▶ [Text provided]:
****
Connecting the Dots - Kara Walisser

Updated: Jul 11


The last five years of my life have been filled with pain, exhaustion, and confusion. My battle with undiagnosed chronic illness has led me all over North America, searching for a diagnosis and treatment for my inexplicable pain, fatigue, tinnitus, headaches, and more. What I have yet to discover is an explanation for my deteriorating health; what I have found, however, is an explanation as to why that hasn’t happened yet.

Living in northern Alberta, it was never easy to get to the countless medical and specialist appointments I had; often, it meant a 12-hour trip round trip to Edmonton. MRIs, blood tests, x-rays, nerve conduction studies, and other tests were all coming back normal; the specialists I was seeing could come up with no explanation for the symptoms I was having. Each symptom was a dot, and no one could seem to connect those dots together. My health journey led me next into a world of controversy and dissension, unlike anything I had ever seen before: the world of Lyme disease. After getting a positive test on a blood test from Igenix, my family and I traveled to Seattle to see a Lyme Literate Medical Doctor (LLMD). The LLMD confirmed the diagnosis, and thus I started on intense doses of antibiotics. Finally, the dots were connected: for a bit, anyways. But Lyme Disease was a sort of a ‘taboo’ in the traditional medical system. I won’t get too far into it, but you better watch what you say about the disease and even more controversial treatment for chronic Lyme while around any medical professionals; there is extreme tension and judgment waiting for you if you let the wrong words slip.
****
▶ [The data]:
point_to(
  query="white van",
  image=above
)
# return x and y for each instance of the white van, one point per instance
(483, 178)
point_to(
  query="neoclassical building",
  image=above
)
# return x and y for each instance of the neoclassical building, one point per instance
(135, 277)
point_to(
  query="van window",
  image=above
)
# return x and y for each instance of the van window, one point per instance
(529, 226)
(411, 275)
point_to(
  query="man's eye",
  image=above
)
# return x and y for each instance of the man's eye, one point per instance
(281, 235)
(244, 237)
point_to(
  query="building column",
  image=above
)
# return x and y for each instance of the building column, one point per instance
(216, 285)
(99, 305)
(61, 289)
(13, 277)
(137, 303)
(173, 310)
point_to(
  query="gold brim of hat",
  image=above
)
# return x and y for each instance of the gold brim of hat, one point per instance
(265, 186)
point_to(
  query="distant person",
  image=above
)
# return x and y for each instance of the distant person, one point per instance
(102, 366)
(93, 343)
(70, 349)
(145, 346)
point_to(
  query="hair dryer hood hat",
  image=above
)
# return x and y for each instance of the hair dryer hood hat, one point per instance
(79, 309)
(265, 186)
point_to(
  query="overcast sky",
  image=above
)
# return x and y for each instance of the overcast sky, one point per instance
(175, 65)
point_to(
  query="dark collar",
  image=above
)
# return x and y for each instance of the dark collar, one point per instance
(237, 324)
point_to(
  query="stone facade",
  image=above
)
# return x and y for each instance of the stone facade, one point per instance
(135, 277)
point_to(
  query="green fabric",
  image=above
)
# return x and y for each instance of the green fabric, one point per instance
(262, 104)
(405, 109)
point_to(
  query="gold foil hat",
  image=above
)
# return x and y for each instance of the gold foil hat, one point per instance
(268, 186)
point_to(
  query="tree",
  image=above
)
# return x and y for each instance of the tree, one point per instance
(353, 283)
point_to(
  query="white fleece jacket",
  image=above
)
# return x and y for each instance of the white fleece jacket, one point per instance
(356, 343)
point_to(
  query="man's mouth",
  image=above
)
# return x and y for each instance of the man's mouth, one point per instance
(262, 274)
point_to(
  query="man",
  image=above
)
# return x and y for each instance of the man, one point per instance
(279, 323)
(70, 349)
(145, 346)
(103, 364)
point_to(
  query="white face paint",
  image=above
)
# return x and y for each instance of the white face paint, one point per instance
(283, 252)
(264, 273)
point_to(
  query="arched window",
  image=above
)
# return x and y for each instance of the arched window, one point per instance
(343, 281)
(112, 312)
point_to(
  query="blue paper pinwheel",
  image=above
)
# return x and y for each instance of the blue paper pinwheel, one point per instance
****
▶ [Problem set]:
1. Can you transcribe the stretch from "Connecting the Dots" through "hasn’t happened yet." in the chronic illness essay?
2. How would the chronic illness essay go on from its last sentence? Write the next part.

▶ [Outputs in order]:
1.
Connecting the Dots - Kara Walisser

Updated: Jul 11


The last five years of my life have been filled with pain, exhaustion, and confusion. My battle with undiagnosed chronic illness has led me all over North America, searching for a diagnosis and treatment for my inexplicable pain, fatigue, tinnitus, headaches, and more. What I have yet to discover is an explanation for my deteriorating health; what I have found, however, is an explanation as to why that hasn’t happened yet.

2.
After almost a year of antibiotic treatment, I had little to no change in my symptoms. This left me searching for more answers, this time with a different doctor: a naturopath from Victoria. I was tested for Lyme disease again, this time from Armin, and the results came back negative. It felt as if the air had been sucked out of me; I felt ashamed that I had let the treatment go on that long with no results; guilt that I had wasted my family’s money and resources on something I didn’t have; and defeated after being sent back to square one, with the dots spilled all over the page once again.

A few months later, I was tested for heavy metals, and I came back positive for mercury poisoning. This is another contentious disease to treat, with controversy arising from the proper way to test for it to anti-vaxxers chelating their children to cure them of Autism. After the first few cycles of chelation, I started to feel better. However, that was short-lived, and not long after, I was back to feeling my normal.

And now I am here, more confused than ever, the dots still far apart. I sit here wondering, what is the truth about the controversial diseases? Where should I stand? I wonder about how the traditional healthcare system could have missed something that prevented a diagnosis for me. What would have happened if the specialists had worked together instead of just being concerned about symptoms related to their own specialties? What if the alternative and traditional sides of medicine could have worked together? Or maybe, I am, and will continue to be, a medical mystery. However, most importantly through all of this, I have now found hope; hope that I will find a diagnosis; hope that both sides will be able to work together eventually to help those with complex chronic illnesses; hope that one day, I will be able to help kids like me connect the dots.